» CHALLENGES:
• 1. Answer these questions using the article on retailers competing with Amazon:
(a) Which company do the critics cite to make their point?
(b) Which two consumer brands does the article name as success stories?
(c) How many broad ways to innovate does the article say it will present?
• 2. Pick up the article on retailers competing with Amazon from where it stops and write its next lines.

» ARTICLE:
-.-.-

Flourishing in the Age of Amazon: How can Retailers Reinvent themselves to Stay Relevant
August 28, 2018

Mainstream retail business is dead or so the doomsayer would like everyone to believe. As mobile apps and e-commerce keep gaining traction worldwide in an era of on-demand consumption, traditional brick-and-mortar chains have no future, the critics argue. To drive home their point, they cite the growing dominance of Amazon, the U.S. e-commerce pioneer that continues to expand aggressively through a relentless focus on innovation and customer experience.

So, is Amazon going to change the revenue game for everyone on its way to global supremacy? Is there no way conventional retailers can fight back and remain relevant in a fast-changing marketplace? Of course not. Retailers, I believe, can indeed rebound from the structural challenges they are grappling with today, and retell their story to discerning, digitally empowered customers in a persuasive manner. For inspiration, retailers need to only look at the success stories of marquee consumer brands such as Apple and Nike that have retained their unique value propositions by continuously reimagining customer experiences.

Retailers, I believe, can indeed rebound from the structural challenges they are grappling with today, and retell their story to discerning, digitally empowered customers in a persuasive manner.

Here are three broad ways in which retailers small and big can innovate around product design, in-store experiences, and other aspects to sustain profitability and provide differentiated and superior brand and customer experience:

Find your niche: showcase creative, unique products

Operating in an environment where customers can get pretty much anything they want, anytime and anywhere, retailers must think hard and deep about what really makes them unique. Show-rooming can be combated, and retailers having an excellent online presence that complements their offline stores will have an edge when they combine these capabilities with the right in-store product categories.

-.-.-

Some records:
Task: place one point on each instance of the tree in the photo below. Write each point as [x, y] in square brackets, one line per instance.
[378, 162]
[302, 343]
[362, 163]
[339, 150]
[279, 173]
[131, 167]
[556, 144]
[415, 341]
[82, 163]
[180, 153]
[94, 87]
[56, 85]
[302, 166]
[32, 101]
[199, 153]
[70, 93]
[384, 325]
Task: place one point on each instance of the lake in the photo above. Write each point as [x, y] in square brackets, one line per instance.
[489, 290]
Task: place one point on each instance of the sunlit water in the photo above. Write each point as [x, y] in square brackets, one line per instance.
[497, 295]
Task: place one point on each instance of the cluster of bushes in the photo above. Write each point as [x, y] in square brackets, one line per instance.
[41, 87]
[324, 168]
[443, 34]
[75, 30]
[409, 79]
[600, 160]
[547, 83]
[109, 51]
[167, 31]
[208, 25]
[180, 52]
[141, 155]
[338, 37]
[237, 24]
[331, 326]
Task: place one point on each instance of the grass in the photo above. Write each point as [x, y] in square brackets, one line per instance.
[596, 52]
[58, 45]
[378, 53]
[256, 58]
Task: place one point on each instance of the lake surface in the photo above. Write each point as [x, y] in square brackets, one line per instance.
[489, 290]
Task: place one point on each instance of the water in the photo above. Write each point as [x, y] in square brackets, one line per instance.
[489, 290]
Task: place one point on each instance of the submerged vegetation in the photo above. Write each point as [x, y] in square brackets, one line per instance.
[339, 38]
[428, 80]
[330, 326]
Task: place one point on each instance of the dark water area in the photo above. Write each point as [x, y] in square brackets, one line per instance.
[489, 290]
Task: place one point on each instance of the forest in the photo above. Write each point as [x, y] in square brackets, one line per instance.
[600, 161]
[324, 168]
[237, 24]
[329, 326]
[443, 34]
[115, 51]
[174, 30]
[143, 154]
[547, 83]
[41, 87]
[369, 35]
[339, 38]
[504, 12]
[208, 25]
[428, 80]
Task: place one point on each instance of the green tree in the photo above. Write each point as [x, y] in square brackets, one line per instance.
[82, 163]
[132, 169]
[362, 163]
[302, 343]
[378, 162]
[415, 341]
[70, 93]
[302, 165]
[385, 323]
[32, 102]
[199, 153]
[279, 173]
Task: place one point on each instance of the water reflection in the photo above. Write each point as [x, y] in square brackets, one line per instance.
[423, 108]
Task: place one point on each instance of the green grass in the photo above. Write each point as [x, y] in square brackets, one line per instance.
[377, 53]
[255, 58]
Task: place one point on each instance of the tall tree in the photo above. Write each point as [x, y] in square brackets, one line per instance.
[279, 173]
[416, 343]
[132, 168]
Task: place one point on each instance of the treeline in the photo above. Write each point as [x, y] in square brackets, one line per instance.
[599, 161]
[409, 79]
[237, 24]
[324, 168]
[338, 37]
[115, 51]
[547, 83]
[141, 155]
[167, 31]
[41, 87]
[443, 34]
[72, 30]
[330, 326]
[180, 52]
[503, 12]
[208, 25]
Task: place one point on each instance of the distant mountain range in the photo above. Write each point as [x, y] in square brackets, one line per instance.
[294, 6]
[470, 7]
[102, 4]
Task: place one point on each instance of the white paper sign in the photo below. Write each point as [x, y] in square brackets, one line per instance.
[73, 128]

-.-.-

» ANSWERS TO THE TASKS:
• 1.
(a) Amazon
(b) Apple and Nike
(c) Three

• 2.
So, is there any specific attribute of their product or service portfolio that separates them from the competition? If the answer is yes, then they need to emphasize on this angle and roll out unique offerings that potential and existing customers would not find anywhere else.

A critical factor in such a product overhaul and repositioning exercise would be design innovation. In this regard, retailers should use regular feedback and suggestions gathered from their customers, as well as various relevant industry surveys concerning consumer behavior and expectations. The spectacular success of Target’s new Cat & Jack children’s apparel brand is instructive here. The clothing line, whose sales topped $2.1bn within a year of its launch, was conceptualized and developed in-house by the U.S. retailer’s product management team, with aesthetic sensibility being a USP. And Target, enthused by the early dividends of this revamp initiative unveiled in February 2016, is betting $7bn on an end-to-end design of its goods.

Deliver a compelling experience through the digital store

As retailers embrace the “bricks-and-clicks” template of seamlessly harmonizing the online and physical channels, they must focus on enhancing the customer experience with a missionary zeal. Because delivering boring in-store experiences would simply turn off customers in today’s age of instant gratification when buyers transact on platforms that offer them enjoyable experiences. And the digital store is the means by which retailers think creatively as to how they can incentivize customers to visit their outlets. The digital store can also double up as the primary data source for capturing customer behavior, and help drive continued improvements in visual merchandising and store operations.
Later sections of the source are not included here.